#### Page text
The bulk of the humour stems from Valto and Reino's
cheerless discomfort at their female companions, highlighted when the pair are reluctantly obliged to share
hotel rooms with their guests – traditionally a moment for
the breakdown of interpersonal barriers and the blossoming
of romance, here it proves nothing of the sort, with Reino
drinking himself into a stupor and Valto gruffly reluctant
to even acknowledge Klavdia's presence.
This
communication gap is clearly about more than gender shyness and
it's here that non-Finnish viewers are likely to miss out,
as issues of culture and language and even history enter
an equation that many of us do not have all the numbers
needed to successfully calculate. But in a film this rich
in character detail, this presents no real barrier to appreciation
and enjoyment, and for me added an air of intrigue that
prompted an immediate phone call my Finnish friends for
their insights (which I'd be sharing right at this moment
had they had actually been in).
With
the barrier between the sexes seemingly insurmountable,
the gentle, hesitant hints of attraction that develop seem
all the more touching, encapsulated in the quietest of
moments, as when Tatjana rests her head on Reino's shoulder
and he nervously puts his arm round her, or in the present
that Klavdia later gives to Valto as she boards her train.
The
decision to shoot in black and white may well be one prompted
by a fondness for road movies of years past (I was occasionally
reminded of Wim Wenders' 1974 Alice in the Cities
and 1976 Kings of the Road).
It also shifts the narrative slightly out of the here and
now, something whose relevance only really registers in
the penultimate scene, an outrageous stop for coffee that
at first seems like a flashback but proves most likely to
be the product of Valto's fantasy. The implications of this
are intriguing. As he returns home to unlock his mother
and return to normality, we are left to wonder if, as in
fellow minimalist Kitano Takeshi's 1990 3-4 x jûgatsu
[Boiling Point], the entire journey was
after all just one of the mind.
Either
way, Take Care of You Scarf, Tatjana is
a low key delight and probably Kaurismäki's most upbeat
(fictional) movie to date. It's winning example of the appeal of this
particular director's style, and proof positive that unhappy
people do not necessarily make for an unhappy film.
Drifting
Clouds (Kauas pilvet karkaavat)

#### Entries
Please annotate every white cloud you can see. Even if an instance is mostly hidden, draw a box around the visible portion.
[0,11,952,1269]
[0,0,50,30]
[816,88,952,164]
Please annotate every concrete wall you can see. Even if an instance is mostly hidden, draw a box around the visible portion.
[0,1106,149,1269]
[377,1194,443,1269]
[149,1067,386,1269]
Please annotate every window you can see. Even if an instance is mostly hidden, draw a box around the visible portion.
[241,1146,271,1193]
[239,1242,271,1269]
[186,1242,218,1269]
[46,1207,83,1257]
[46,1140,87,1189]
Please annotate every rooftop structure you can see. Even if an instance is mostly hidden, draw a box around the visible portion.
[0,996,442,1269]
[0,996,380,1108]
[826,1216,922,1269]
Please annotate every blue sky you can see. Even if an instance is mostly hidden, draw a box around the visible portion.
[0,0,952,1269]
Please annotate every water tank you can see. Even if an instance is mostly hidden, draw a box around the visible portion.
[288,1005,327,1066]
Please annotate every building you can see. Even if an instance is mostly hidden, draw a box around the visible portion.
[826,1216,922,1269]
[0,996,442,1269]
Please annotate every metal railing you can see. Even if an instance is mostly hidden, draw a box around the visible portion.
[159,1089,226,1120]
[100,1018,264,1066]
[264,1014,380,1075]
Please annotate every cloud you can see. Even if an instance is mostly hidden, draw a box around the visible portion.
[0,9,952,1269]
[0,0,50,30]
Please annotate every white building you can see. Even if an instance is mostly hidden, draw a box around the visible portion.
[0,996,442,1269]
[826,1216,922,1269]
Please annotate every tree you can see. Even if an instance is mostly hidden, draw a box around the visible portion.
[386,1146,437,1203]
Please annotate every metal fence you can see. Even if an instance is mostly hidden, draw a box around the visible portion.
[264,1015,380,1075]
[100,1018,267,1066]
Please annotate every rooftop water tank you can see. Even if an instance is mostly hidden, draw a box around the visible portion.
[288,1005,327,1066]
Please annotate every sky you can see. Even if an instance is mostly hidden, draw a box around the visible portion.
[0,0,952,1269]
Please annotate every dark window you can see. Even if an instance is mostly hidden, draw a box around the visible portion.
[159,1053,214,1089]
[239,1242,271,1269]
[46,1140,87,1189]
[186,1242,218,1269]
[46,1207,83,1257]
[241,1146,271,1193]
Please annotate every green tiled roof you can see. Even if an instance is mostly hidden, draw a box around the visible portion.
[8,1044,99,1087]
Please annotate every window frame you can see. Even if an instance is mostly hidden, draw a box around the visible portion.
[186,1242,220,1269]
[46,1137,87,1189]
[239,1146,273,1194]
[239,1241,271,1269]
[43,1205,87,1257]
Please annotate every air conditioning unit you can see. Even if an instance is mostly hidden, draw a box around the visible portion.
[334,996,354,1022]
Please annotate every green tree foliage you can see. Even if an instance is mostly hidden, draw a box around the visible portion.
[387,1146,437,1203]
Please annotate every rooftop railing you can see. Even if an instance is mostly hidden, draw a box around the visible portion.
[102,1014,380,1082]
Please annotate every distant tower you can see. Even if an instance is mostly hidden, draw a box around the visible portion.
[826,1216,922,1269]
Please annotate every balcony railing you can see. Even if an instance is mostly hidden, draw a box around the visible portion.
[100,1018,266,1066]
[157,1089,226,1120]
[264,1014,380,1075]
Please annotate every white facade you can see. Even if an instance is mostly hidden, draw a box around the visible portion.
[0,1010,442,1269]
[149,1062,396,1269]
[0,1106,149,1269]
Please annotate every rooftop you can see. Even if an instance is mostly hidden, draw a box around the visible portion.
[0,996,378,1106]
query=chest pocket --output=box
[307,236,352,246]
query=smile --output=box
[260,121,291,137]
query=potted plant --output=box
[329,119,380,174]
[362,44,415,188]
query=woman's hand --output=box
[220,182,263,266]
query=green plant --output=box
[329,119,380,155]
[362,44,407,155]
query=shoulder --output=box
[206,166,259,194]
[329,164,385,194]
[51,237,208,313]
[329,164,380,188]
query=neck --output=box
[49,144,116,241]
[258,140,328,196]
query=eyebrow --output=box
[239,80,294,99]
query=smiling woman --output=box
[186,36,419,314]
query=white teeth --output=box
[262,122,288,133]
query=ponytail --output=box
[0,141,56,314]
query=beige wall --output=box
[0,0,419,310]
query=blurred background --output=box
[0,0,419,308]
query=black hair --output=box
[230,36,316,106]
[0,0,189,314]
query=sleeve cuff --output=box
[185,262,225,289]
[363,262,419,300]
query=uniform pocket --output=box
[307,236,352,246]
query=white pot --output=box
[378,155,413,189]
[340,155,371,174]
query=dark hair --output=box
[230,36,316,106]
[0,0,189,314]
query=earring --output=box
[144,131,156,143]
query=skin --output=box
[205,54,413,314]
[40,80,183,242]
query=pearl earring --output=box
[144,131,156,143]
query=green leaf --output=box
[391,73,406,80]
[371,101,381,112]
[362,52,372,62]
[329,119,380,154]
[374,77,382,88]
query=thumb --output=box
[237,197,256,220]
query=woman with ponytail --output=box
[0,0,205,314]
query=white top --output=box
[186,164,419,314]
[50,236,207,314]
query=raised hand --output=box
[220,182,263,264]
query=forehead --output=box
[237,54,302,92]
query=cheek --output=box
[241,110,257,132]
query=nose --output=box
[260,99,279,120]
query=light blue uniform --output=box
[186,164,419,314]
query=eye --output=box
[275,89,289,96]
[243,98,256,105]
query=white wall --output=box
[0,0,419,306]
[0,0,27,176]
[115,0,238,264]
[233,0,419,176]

#### Set of tasks
1 - Please output the film review text starting at "It also shifts" and ending at "of the mind.".
2 - In the film review, what does Klavdia do as she boards her train?
3 - Resume the film review from the point where it stops.

#### Answers per task
1 -
It also shifts the narrative slightly out of the here and
now, something whose relevance only really registers in
the penultimate scene, an outrageous stop for coffee that
at first seems like a flashback but proves most likely to
be the product of Valto's fantasy. The implications of this
are intriguing. As he returns home to unlock his mother
and return to normality, we are left to wonder if, as in
fellow minimalist Kitano Takeshi's 1990 3-4 x jûgatsu
[Boiling Point], the entire journey was
after all just one of the mind.

2 - She gives Valto a present.

3 -
is the first film in what has been dubbed The Loser Trilogy,
which continued in 2002 with Man Without a Past
and concluded recently with Lights
in the Dusk. It was originally intended as
a follow-up to Shadows
in Paradise, with the same characters played
by the same two leads, but following the death of favourite
actor Matti Pellonpää, the story and characters
were re-written and a second trilogy of misfortune was born.
The film is dedicated to Pellonpää's memory.
I
have a special relationship with Drifting Clouds,
one I've already touched on in my coverage of Lights
in the Dusk. It was the first Aki Kaurismäki
film I saw and in my thirteen years of co-running a film
society, was the film that pulled in the smallest audience we
ever had. This should not in anyway be taken as an indication
of the quality of the film, which was greatly admired by
those who did attend – we screened it on a bitterly cold
and windy winter's night at a cinema close to the
seafront at the same time as a crucial football
match was being shown on TV. The sports fans had offered
apologies in advance, but the rest had taken one look at
the weather and read the words "Finnish" and "downbeat"
and decided that maybe an evening in front of the fire with
a few glasses of wine might be altogether more agreeable.
If
you're working your way through Kaurismäki's filmography
via Artificial Eye's three-film collections, then Drifting
Clouds will seem both typical of its director and
a slight break from tradition. The luckless
couple at its centre are instantly recognisable, a happily
married pair consisting of tram driver Lauri (Kari Väänänen)
and head waiter Ilona (Kati Outinen), whose lives take a
downward turn when they are both laid off from their respective
jobs, Lauri due to personnel cutbacks, Ilona when the bank
calls in loans that cannot be repaid, forcing the restaurant
manager to sell up.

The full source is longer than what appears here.